---------- Supplied text ----------

We are committed to reforming the NHS to ensure that we give mental health the same attention and focus as physical health. It is unacceptable that too many children, young people and adults are not receiving the mental health care that they need. We know that waits for mental health services are far too long. We are determined to change that. That is why we will recruit 8,500 additional mental health workers across children’s and adult mental health services. We will also introduce a specialist mental health professional in every school and roll out young futures hubs to provide timely mental health support to our children and young people.
We are working with our colleagues at NHS England and the Department for Education as we plan delivery of those commitments. Furthermore, the Government are also committed to tackling suicide as one of the biggest killers in our country. The suicide prevention strategy proposes targeted support for priority groups such as children and young people. The Department for Education is reviewing the statutory guidance on relationships, sex and health education, and the Secretary of State for Education is clear that children’s wellbeing should be at the heart of it.
Some 79 voluntary, community or social enterprise organisations up and down the country have been allocated funding through the Department of Health and Social Care’s £10 million suicide prevention grant fund over the two years to March 2025. These organisations—from local and community-led through to national—deliver a broad and diverse range of activity that will prevent suicides and save lives.
Early intervention on mental health issues is vital if we want to stop young people reaching crisis point. Schools and colleges play an important role in that early support, which is why we have committed to providing a mental health professional at every school. Mental health support teams help to meet the needs of children and young people in education settings; such teams, which are made up of mental health practitioners and education mental health specialists, are available in schools in Tatton.
However, it is not enough to provide access to a mental health professional when young people are struggling. We want the education system to set young people up to thrive, and we know that schools and colleges can have a profound impact in promoting good mental health and wellbeing. Doing this well takes a holistic approach, drawing in many aspects of the school or college’s provision. Many schools are already doing that, and my Department is working alongside the Department for Education to understand how we can support such good practice across the sector, and across the length and breadth of our country.
The opportunity mission will break the link between people’s background and their success. The mission will build opportunity for all by giving every child the best start in life: high-quality early education, early child health, home learning environments and family support. The mission will also support children to achieve and thrive, ensuring high school standards with a broad curriculum, excellent teachers and targeted interventions, an inclusive approach to special educational needs and disabilities, mental health support, access to arts, culture and sport, and youth services and provision.
In our manifesto, the Government committed to rolling out young futures hubs. This national network is expected to bring together local services, deliver support for teenagers at risk of being drawn into crime or facing mental health challenges, and, where appropriate, deliver universal youth provision. The hubs will provide open-access mental health support for children and young people in every community.
We are concerned about the widespread availability of harmful material online, promoting content on eating disorders, suicide and self-harm, that can easily be accessed by people who may be young and/or vulnerable. We have been clear that the Government’s priority is the effective implementation of the Online Safety Act 2023, so that those who use social media—especially children—can benefit from its wide-ranging protections as soon in their lives as possible. Earlier this year, Ofcom concluded its consultations on the draft illegal content and child safety codes of practice. We expect the illegal content codes to be in effect by spring 2025, with the child safety codes following in the summer.

----------

* **Tasks to carry out**:
#1 Answer these questions using the text on mental health.
(a) How many additional mental health workers does the Government plan to recruit?
(b) How many organizations were allocated funding through the £10 million suicide prevention grant fund?
(c) By when are the illegal content codes expected to be in effect?
#2 Reproduce word for word the part of the text on mental health that runs from "We are committed" up to and including "our children and young people.".

---------- Material supplied ----------

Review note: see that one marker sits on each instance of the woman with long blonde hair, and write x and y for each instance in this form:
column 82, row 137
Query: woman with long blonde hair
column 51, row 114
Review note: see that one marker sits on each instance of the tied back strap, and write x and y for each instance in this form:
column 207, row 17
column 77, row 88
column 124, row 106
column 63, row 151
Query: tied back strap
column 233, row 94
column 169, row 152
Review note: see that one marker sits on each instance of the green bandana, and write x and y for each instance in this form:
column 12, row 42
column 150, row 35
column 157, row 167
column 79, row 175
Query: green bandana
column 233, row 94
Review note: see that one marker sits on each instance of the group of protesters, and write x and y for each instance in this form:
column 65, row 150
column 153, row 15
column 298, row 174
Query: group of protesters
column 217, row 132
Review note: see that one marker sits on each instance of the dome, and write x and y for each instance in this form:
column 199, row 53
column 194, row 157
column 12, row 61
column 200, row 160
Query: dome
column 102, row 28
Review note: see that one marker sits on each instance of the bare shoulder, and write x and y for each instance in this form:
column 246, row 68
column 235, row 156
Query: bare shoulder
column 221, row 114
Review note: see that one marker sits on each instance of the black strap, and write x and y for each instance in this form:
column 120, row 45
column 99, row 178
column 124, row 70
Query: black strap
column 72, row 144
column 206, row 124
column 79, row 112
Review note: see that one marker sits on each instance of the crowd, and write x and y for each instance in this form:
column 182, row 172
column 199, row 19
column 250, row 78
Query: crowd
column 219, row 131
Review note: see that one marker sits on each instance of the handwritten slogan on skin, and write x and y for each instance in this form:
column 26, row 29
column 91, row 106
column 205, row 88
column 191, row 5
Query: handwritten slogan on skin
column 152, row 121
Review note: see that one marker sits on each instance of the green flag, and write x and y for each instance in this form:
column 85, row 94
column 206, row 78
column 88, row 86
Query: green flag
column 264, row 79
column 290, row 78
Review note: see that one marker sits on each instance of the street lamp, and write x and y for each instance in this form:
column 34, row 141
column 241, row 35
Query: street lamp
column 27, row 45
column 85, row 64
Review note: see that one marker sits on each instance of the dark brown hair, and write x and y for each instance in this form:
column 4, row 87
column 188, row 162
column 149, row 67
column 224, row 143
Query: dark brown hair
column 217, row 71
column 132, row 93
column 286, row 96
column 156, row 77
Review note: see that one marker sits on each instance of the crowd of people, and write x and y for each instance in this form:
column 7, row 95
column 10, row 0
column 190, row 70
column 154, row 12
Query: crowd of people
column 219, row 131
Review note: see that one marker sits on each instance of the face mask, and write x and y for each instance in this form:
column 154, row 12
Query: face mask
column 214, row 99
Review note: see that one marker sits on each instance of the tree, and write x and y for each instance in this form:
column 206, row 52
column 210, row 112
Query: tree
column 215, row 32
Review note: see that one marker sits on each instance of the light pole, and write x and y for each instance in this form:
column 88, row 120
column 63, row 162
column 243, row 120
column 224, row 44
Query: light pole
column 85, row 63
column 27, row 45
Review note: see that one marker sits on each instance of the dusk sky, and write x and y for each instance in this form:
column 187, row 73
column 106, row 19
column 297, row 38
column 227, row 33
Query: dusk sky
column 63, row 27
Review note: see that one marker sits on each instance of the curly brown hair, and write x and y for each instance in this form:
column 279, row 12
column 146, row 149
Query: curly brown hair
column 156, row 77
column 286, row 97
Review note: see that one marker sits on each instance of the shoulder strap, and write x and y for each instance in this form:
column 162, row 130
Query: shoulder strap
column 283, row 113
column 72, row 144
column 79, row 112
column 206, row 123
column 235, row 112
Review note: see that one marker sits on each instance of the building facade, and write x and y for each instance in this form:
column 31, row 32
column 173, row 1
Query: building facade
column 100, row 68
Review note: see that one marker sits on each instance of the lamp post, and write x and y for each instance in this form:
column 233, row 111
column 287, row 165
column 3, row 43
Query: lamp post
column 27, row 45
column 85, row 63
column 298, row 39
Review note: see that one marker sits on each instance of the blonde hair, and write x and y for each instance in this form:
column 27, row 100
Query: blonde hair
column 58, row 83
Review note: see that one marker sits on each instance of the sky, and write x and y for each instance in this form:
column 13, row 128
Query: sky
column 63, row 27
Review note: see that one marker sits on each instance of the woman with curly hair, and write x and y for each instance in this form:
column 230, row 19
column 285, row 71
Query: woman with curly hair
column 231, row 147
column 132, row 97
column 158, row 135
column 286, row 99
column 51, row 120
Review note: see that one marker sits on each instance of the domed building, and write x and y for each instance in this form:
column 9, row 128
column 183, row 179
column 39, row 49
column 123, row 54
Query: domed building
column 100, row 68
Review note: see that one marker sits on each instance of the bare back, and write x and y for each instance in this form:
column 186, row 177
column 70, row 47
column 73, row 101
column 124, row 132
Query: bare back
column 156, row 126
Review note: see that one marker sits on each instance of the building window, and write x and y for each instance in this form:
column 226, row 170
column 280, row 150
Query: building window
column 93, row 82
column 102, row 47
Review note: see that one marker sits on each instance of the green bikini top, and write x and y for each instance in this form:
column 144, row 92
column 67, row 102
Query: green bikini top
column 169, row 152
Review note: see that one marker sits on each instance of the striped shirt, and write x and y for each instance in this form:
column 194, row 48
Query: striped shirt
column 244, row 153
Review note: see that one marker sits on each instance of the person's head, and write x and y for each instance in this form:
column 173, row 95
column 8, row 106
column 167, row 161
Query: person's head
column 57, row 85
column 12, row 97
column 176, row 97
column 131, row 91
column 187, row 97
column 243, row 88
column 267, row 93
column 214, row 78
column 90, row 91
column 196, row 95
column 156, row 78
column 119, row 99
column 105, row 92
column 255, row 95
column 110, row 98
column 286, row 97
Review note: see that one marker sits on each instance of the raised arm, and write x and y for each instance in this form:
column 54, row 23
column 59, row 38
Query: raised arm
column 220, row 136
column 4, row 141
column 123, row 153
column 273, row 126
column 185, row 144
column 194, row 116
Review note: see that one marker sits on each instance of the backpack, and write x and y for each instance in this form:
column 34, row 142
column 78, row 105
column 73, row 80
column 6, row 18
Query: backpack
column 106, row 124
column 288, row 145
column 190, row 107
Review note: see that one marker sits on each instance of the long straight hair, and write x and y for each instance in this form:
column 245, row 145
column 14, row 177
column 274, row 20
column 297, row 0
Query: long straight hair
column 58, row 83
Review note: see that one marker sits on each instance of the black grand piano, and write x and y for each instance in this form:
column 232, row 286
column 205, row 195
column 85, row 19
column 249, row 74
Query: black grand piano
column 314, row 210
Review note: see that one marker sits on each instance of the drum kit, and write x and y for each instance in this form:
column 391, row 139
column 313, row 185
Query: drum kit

----------

* **Solutions to the tasks**:
#1
(a) 8,500
(b) 79
(c) By spring 2025

#2
We are committed to reforming the NHS to ensure that we give mental health the same attention and focus as physical health. It is unacceptable that too many children, young people and adults are not receiving the mental health care that they need. We know that waits for mental health services are far too long. We are determined to change that. That is why we will recruit 8,500 additional mental health workers across children’s and adult mental health services. We will also introduce a specialist mental health professional in every school and roll out young futures hubs to provide timely mental health support to our children and young people.